* _Required work_
• A. List every defined term that the notes-offering filing introduces in quotation marks and parentheses.
• B. Write the next passage of the notes-offering filing, beginning after its final sentence.

* _Text shown_

********

Item 1.01 Entry into a Material Definitive Agreement.

The information set forth in Item 2.03 of this Current Report on Form 8-K is incorporated by reference into this Item 1.01.

Item 2.03 Creation of a Direct Financial Obligation or an Obligation under an

Off-Balance

Sheet Arrangement of a Registrant.




On August 6, 2020, Spirit Realty, L.P. (the "Issuer"), a Delaware limited
partnership and subsidiary of Spirit Realty Capital, Inc. (the "Guarantor"),
completed an underwritten public offering of $450,000,000 aggregate principal
amount of its 3.200% Senior Notes due 2031 (the "Notes").
The Notes are fully and unconditionally guaranteed by the Guarantor (the
"Guarantee"). The terms of the Notes are governed by an indenture, dated as of
August 18, 2016 (the "Base Indenture"), by and between the Issuer and U.S. Bank
National Association, as trustee (the "Trustee"), as supplemented by a fifth
supplemental indenture, dated as of August 6, 2020 (the "Fifth Supplemental
Indenture" and, together with the Base Indenture, the "Indenture"), by and among
the Issuer, the Guarantor and the Trustee. The Indenture contains various
restrictive covenants, including limitations on the ability of the Guarantor and
its subsidiaries, including the Issuer, to incur additional indebtedness and
requirements to maintain a pool of unencumbered assets. Copies of the Base
Indenture and the Fifth Supplemental Indenture, including the form of Notes and
the Guarantee, the terms of which are incorporated herein by reference, are
attached as Exhibits 4.1 and 4.2, respectively, to this Current Report on Form
8-K.

********

* _Records supplied_
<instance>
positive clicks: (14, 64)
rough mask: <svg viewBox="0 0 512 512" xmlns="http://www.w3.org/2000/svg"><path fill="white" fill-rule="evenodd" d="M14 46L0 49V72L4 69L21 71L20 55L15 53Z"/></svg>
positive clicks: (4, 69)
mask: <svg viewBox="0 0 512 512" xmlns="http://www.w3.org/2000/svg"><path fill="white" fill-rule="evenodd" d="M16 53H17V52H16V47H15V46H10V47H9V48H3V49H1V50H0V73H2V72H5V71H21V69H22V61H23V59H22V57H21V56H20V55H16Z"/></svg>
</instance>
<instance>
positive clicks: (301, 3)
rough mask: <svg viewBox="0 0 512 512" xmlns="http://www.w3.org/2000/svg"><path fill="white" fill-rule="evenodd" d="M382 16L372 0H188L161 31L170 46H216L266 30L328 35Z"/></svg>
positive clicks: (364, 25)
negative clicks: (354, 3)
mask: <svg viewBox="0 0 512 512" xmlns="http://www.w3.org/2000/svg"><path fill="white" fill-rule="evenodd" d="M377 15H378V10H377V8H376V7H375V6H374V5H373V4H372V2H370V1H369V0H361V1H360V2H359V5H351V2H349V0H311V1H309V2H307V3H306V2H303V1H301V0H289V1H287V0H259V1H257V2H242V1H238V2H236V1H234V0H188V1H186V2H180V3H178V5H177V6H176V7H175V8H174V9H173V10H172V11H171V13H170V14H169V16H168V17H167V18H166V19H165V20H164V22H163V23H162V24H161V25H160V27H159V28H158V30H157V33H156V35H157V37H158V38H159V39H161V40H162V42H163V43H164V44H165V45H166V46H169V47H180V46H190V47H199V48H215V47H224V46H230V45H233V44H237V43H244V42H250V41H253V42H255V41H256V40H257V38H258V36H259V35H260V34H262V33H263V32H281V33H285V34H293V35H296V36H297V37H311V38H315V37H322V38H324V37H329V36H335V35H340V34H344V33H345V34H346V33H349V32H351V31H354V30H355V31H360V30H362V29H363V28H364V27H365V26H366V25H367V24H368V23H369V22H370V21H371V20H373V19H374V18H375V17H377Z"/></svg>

********

* _Answers to the exercises_
• A.
Issuer
Guarantor
Notes
Guarantee
Base Indenture
Trustee
Fifth Supplemental Indenture
Indenture

• B.
The purchase price paid by the underwriters for the Notes was 98.352% of the
principal amount thereof. The Notes are the Issuer's senior unsecured
obligations and rank equally in right of payment with all of the Issuer's other
existing and future senior unsecured indebtedness. However, the Notes are
effectively subordinated in right of payment to all of the Issuer's existing and
future mortgage indebtedness and other secured indebtedness (to the extent of
the collateral securing the same) and to all existing and future indebtedness
and other liabilities, whether secured or unsecured, of the Issuer's
subsidiaries and of any entity the Issuer accounts for using the equity method
of accounting and to all preferred equity not owned by the Issuer, if any, in
its subsidiaries and of any entity the Issuer accounts for using the equity
method of accounting. The Notes bear interest at 3.200% per annum. Interest is
payable on February 15 and August 15 of each year, beginning February 15, 2021,
until the maturity date of February 15, 2031.
The Notes will be redeemable in whole at any time or in part from time to time,
at the Issuer's option, at a redemption price equal to the sum of:

     •    an amount equal to 100% of the principal amount of the Notes to be
          redeemed plus accrued and unpaid interest and liquidated damages, if any,
          up to, but not including, the redemption date; and



  •   a make-whole premium calculated in accordance with the Indenture.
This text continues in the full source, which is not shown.